## RECORDS FOR THE TASK

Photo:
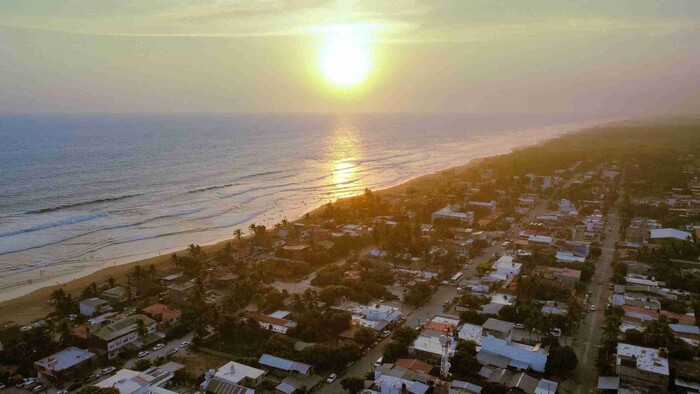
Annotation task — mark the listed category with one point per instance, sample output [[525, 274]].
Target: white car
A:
[[378, 363]]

## ABOUT THIS EXERCISE
Output each line above exactly as it stands, omitting the pictures.

## FINAL ANSWER
Photo:
Annotation task — mark the listed category with one point per instance, sample output [[525, 274]].
Target: white car
A:
[[378, 363]]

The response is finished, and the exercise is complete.